Task objective :: Reproduce verbatim the items from the line containing "I need to verify whether the car's" through the final line of the items, both ends included.

Task data ::
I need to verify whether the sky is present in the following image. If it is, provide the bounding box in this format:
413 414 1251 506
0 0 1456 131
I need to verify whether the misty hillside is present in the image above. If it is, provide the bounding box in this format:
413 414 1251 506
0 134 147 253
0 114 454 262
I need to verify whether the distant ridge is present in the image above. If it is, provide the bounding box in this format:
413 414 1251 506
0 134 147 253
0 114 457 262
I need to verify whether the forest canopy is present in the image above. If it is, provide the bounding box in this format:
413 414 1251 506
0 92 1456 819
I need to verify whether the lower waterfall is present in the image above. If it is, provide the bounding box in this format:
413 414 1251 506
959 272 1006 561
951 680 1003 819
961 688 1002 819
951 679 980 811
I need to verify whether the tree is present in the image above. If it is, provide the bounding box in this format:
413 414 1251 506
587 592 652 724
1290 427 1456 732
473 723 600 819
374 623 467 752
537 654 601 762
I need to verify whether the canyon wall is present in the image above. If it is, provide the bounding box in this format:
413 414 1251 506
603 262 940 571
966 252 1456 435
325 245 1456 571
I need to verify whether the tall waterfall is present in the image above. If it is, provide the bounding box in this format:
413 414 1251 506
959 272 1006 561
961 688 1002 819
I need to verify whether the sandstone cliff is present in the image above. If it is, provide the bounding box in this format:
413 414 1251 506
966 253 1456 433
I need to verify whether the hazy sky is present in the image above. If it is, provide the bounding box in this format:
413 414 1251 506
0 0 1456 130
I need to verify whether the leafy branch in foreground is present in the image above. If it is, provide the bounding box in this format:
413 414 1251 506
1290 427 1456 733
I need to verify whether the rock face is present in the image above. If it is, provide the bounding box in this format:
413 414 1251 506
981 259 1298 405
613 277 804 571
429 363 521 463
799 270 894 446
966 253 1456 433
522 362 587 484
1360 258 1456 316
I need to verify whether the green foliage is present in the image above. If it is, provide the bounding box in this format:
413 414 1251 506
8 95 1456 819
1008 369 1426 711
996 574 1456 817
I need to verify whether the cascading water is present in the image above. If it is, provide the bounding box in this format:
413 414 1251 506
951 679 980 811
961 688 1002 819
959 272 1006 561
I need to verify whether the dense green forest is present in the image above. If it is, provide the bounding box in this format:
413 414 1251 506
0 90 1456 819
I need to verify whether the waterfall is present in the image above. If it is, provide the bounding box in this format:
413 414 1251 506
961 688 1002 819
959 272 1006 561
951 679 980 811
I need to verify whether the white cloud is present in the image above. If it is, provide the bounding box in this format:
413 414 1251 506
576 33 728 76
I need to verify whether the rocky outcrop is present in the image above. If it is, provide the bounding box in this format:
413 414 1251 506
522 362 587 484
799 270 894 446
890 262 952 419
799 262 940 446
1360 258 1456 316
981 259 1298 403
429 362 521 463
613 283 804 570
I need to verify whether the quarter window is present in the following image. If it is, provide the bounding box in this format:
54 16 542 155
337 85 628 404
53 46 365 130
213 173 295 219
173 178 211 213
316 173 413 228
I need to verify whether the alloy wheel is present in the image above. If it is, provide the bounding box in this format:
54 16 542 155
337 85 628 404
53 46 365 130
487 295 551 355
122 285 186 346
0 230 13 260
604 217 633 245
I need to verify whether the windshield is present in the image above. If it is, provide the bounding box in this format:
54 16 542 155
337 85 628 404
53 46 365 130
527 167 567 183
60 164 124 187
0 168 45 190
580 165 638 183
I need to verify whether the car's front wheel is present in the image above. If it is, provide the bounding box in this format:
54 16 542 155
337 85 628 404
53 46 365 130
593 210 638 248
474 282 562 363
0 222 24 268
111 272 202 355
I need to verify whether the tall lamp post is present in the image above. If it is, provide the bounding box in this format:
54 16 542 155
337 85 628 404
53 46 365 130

Task response ::
I need to verify whether the car's front wheel is present in the image above. If it is, provide the bounding box in this format:
54 16 542 155
337 85 628 404
53 46 365 130
593 210 638 248
474 282 562 363
0 222 24 268
111 272 202 355
I need to verify whether the tall lamp post is present in the image above. If it is, provide the bounding box in this format:
54 16 542 155
337 85 628 404
53 46 365 130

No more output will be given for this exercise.